> [WRITTEN PROBLEM]: Format the lines from the one containing "(format x=1052, y=512)" through the last line as a JSON list of strings, one string per line, skipping any blank lines.

> [DATA LINES]:
******************************

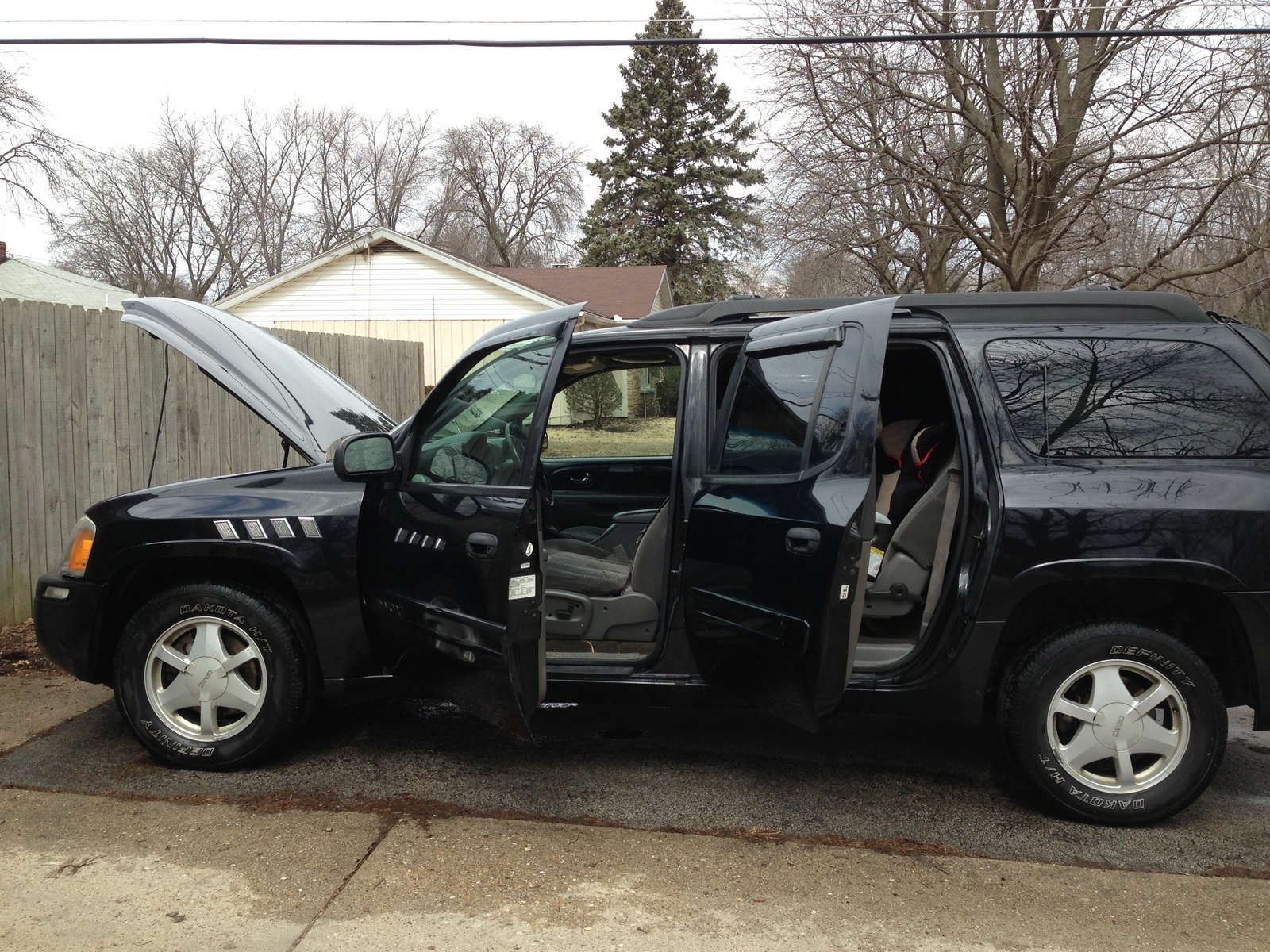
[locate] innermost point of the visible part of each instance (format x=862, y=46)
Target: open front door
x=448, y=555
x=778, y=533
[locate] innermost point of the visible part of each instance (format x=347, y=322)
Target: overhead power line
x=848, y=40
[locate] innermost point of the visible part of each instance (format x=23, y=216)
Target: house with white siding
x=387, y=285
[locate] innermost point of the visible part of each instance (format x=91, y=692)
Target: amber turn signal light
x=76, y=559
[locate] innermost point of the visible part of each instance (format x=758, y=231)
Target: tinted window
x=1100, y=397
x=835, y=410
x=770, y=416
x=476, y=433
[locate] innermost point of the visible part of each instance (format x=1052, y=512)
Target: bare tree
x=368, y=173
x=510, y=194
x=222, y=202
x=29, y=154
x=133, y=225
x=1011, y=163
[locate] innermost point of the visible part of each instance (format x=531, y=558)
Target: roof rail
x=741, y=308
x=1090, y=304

******************************

> [ANSWER FOR THIS EXERCISE]:
[
  "[locate] innermost point of the visible part of each instance (format x=1052, y=512)",
  "Target: bare tree",
  "x=368, y=173",
  "x=510, y=194",
  "x=222, y=202",
  "x=29, y=154",
  "x=133, y=225",
  "x=1011, y=163",
  "[locate] innermost point of the visible part of each instance (format x=531, y=558)",
  "Target: roof rail",
  "x=741, y=308",
  "x=1090, y=304"
]